**PASSAGE**
Among patients with high-risk, primary cutaneous melanomas, the risk of death from melanoma, at a median follow-up of 8.8 years, was significantly higher among those randomized to surgery with a 1-cm excision margin than among those randomized to surgery with a 3-cm excision margin. Although overall mortality was also higher in patients with a 1-cm excision margin, that difference was not statistically significant.
Reporting the results in The Lancet Oncology, Andrew J. Hayes, PhD, of the Royal Marsden Hospital National Health Foundation Trust, London, and colleagues, noted, “Our study has re-emphasized that the choice of surgical margins taken around a cutaneous melanoma is important and, to our knowledge, for the first time provides evidence to suggest that a narrower excision margin used for thick primary tumors affects melanoma-specific survival. This finding might be pertinent for specific melanomas for which narrow (1 cm) margins are presently advised—ie, melanomas between 1 mm and 2 mm in thickness with other adverse prognostic features (ulceration or high mitotic rate or both).”
The multicenter study randomized 900 patients in 57 hospitals in the United Kingdom and 1 each in Poland and South Africa. All patients were 18 years or older and had one primary localized cutaneous melanoma greater than 2 mm in Breslow thickness on the trunk or limbs (excluding palms or soles). “Patients could not have any previous history of cancer, other than basal cell carcinoma,” the researchers explained. “Elective lymph node dissection and sentinel node biopsy were not part of routine practice at the time the trial was undertaken, and adjuvant chemotherapy was not allowed in the trial protocol.”
Previously published results showed that at a median follow up of 5 years, patients with 1-cm excision margins had a significantly greater risk of locoregional recurrence than those with 3-cm margins. At that time, no significant differences in melanoma-specific or overall survival were apparent.
At a median follow-up of 8.8 years, 494 patients had died, with 359 of these deaths attributed to melanoma. Among the 453 total patients in the 1-cm group, 194 deaths were attributed to melanoma, compared with 165 melanoma deaths among the total of 447 patients in the 3-cm group (unadjusted hazard ratio [HR] = 1.24; 95% confidence interval [CI]: 1.01–1.53; P = .041).
“The estimated absolute difference in melanoma-specific survival at 10 years between the two groups was 5.95% (95% CI: –0.54 to 12.44),” the investigators found. “Although a higher number of deaths overall occurred in the 1-cm group compared with the 3-cm group (253 vs 241), the difference was not significant (unadjusted HR = 1.14; 95% CI: 0.96–1.36; P = 0.14),” the authors wrote.
“Surgical complications were reported in 35 (8%) patients in the 1-cm excision margin group and 65 (15%) patients in the 3-cm group,” the investigators reported. The most common complications were partial or complete graft loss, which occurred in 10 patients (2%) in the 1-cm group vs 20 patients (4%) in the 3-cm group, and wound dehiscence, 7 patients (2%) in the 1-cm group vs 9 patients (2%) in the 3-cm group.
The study was funded by Cancer Research UK, North Thames National Health Service Executive, Northern and Yorkshire National Health Service Executive, British United Provident Association Foundation, British Association of Plastic Surgeons, the Meirion Thomas Cancer Research Fund, and the National Institute for Health and Research Biomedical Research Centre at the Royal Marsden National Health Foundation Foundation Trust. ■
Hayes AJ, et al: Lancet Oncol. January 16, 2016 (early release online).

**QUESTIONS ON THE MATERIAL**
1. According to the melanoma trial summary, how many deaths in the 1-cm excision margin group were attributed to melanoma?
2. Decide whether each statement agrees with the melanoma trial summary, and quote the words of the summary that decide it.
(a) Adjuvant chemotherapy was permitted under the trial protocol.
(b) More patients in the 3-cm group than in the 1-cm group had surgical complications.
(c) The difference in overall deaths between the two groups was statistically significant.
3. List every country in which the melanoma trial summary says the study's hospitals were located.

**AVAILABLE DATA**
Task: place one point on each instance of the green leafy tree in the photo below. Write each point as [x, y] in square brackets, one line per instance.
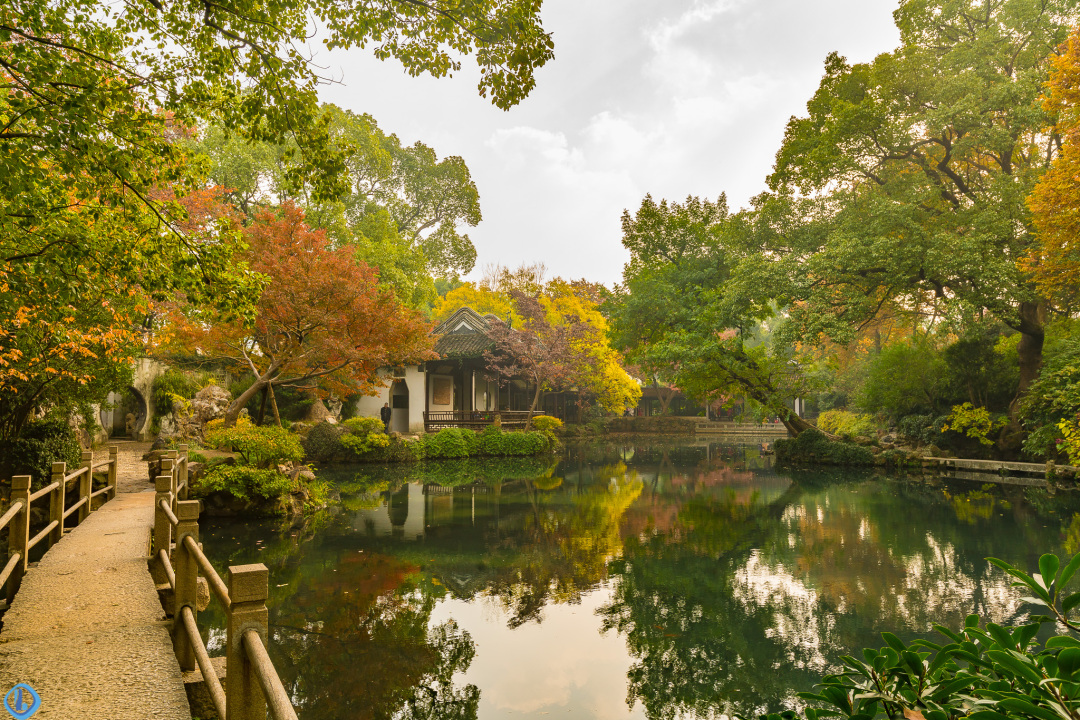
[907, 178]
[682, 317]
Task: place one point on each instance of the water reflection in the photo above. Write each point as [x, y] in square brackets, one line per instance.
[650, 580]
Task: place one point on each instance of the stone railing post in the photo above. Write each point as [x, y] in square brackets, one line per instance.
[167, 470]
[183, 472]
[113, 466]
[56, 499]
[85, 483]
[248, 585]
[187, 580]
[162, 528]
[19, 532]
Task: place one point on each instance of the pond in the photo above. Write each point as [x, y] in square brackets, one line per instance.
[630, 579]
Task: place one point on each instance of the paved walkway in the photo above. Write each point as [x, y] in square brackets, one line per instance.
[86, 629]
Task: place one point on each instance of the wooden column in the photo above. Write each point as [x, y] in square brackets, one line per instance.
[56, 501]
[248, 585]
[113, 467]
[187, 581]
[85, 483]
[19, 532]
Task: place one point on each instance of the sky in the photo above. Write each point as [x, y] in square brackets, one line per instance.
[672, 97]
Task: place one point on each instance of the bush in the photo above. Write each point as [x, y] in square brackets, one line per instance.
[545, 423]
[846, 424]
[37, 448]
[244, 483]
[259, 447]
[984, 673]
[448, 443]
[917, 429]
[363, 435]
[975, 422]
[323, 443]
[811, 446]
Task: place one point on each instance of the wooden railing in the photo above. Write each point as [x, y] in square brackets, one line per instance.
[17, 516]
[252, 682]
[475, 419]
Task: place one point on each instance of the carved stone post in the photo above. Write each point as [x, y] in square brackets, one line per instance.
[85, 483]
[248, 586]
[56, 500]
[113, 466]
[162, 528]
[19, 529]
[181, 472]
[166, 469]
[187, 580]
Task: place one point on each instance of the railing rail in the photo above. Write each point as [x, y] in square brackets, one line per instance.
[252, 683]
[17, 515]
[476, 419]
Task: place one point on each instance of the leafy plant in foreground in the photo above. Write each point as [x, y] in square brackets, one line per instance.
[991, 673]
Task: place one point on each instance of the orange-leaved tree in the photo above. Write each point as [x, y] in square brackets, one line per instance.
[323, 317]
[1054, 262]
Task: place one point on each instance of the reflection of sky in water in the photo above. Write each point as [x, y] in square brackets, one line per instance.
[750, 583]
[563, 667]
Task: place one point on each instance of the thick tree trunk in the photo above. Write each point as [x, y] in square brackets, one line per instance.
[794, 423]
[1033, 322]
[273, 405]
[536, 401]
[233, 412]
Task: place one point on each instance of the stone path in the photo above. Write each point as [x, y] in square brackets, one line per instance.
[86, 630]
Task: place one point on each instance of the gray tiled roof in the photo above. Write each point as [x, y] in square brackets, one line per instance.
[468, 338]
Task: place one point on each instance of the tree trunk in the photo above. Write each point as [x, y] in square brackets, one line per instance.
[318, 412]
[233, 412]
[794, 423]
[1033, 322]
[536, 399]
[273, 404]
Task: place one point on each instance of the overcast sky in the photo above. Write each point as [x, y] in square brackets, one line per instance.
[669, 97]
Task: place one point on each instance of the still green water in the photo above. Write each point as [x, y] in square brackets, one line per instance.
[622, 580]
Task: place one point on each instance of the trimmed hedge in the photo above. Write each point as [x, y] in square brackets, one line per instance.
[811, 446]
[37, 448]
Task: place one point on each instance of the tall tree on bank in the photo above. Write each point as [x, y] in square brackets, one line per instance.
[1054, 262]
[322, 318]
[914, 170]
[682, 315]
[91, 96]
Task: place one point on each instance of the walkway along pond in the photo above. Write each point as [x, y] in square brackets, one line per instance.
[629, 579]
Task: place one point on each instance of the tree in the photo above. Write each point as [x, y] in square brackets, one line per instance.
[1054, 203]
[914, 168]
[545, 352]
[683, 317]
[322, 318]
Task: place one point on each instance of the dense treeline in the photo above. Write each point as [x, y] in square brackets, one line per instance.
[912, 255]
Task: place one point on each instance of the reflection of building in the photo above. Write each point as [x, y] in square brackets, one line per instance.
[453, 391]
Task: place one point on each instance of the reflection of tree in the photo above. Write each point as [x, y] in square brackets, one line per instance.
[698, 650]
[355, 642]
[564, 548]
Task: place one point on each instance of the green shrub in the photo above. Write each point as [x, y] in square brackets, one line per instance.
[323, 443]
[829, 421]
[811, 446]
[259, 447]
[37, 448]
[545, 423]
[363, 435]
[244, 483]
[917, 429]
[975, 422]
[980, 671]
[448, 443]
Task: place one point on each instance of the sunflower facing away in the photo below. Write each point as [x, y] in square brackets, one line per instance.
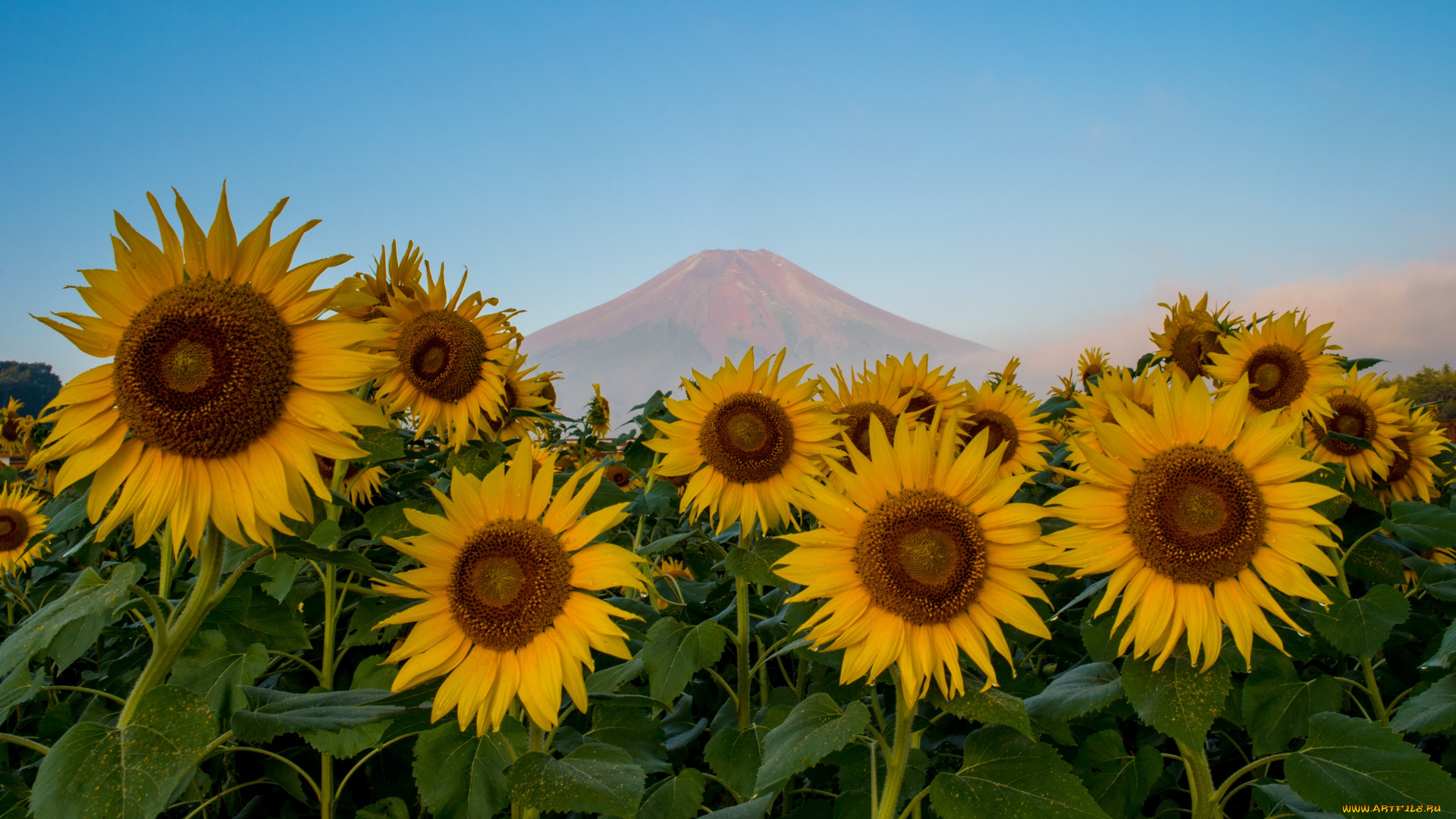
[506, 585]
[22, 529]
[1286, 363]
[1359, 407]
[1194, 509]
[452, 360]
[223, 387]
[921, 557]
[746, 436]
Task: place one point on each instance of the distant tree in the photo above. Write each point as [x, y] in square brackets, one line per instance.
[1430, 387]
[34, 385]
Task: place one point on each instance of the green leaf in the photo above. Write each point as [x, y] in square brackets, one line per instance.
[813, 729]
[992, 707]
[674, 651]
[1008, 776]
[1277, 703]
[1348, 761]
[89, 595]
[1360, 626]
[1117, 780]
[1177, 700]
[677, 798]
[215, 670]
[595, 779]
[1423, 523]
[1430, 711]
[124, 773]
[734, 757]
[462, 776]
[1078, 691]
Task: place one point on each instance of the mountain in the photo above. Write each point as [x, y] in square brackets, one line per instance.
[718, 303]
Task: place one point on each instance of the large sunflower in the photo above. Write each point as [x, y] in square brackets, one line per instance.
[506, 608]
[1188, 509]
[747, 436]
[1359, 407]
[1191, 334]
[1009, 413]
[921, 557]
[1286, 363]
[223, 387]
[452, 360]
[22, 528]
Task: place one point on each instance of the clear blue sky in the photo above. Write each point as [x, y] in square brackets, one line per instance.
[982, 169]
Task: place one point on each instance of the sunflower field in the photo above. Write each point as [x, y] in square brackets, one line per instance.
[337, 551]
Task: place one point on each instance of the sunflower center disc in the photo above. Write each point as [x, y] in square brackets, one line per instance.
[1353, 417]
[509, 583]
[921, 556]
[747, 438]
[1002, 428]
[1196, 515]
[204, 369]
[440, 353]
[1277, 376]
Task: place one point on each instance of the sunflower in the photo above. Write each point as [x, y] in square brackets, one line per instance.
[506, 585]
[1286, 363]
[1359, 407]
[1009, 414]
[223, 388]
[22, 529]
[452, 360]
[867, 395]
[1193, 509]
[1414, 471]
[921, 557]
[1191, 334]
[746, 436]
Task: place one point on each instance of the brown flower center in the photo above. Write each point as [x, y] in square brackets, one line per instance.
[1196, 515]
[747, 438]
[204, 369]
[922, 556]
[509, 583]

**RESPONSES TO THE EXERCISE**
1. 194

2.
(a) No: "adjuvant chemotherapy was not allowed in the trial protocol"
(b) Yes: "Surgical complications were reported in 35 (8%) patients in the 1-cm excision margin group and 65 (15%) patients in the 3-cm group"
(c) No: "the difference was not significant"

3. The United Kingdom, Poland, South Africa